> WHAT IS BEING ASKED:
Copy every line of the listing below verbatim, without changing a single character.

— Start of DATA FOR THIS EXERCISE —

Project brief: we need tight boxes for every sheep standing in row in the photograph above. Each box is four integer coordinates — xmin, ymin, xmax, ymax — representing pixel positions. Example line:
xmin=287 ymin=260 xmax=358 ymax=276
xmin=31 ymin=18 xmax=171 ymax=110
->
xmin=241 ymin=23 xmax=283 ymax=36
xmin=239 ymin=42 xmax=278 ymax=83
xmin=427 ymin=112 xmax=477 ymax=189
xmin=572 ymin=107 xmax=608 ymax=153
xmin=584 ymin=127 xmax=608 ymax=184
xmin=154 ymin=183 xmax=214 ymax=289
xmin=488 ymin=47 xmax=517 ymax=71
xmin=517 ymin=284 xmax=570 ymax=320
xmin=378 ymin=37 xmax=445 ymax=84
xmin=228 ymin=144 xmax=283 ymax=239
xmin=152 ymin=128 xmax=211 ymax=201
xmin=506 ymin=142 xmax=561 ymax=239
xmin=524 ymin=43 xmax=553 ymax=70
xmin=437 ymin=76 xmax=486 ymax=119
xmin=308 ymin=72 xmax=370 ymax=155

— End of DATA FOR THIS EXERCISE —

> CORRECT RESULT:
Project brief: we need tight boxes for every sheep standing in row in the photograph above. Each box is four integer coordinates — xmin, ymin, xmax, ymax — representing pixel positions. Example line:
xmin=287 ymin=260 xmax=358 ymax=276
xmin=31 ymin=18 xmax=171 ymax=110
->
xmin=241 ymin=23 xmax=283 ymax=36
xmin=239 ymin=42 xmax=278 ymax=83
xmin=427 ymin=112 xmax=477 ymax=189
xmin=572 ymin=107 xmax=608 ymax=153
xmin=584 ymin=127 xmax=608 ymax=184
xmin=154 ymin=183 xmax=214 ymax=289
xmin=488 ymin=47 xmax=517 ymax=71
xmin=517 ymin=284 xmax=570 ymax=320
xmin=378 ymin=37 xmax=445 ymax=84
xmin=228 ymin=144 xmax=283 ymax=239
xmin=152 ymin=128 xmax=211 ymax=201
xmin=506 ymin=142 xmax=561 ymax=239
xmin=524 ymin=43 xmax=553 ymax=70
xmin=437 ymin=76 xmax=486 ymax=119
xmin=308 ymin=72 xmax=370 ymax=155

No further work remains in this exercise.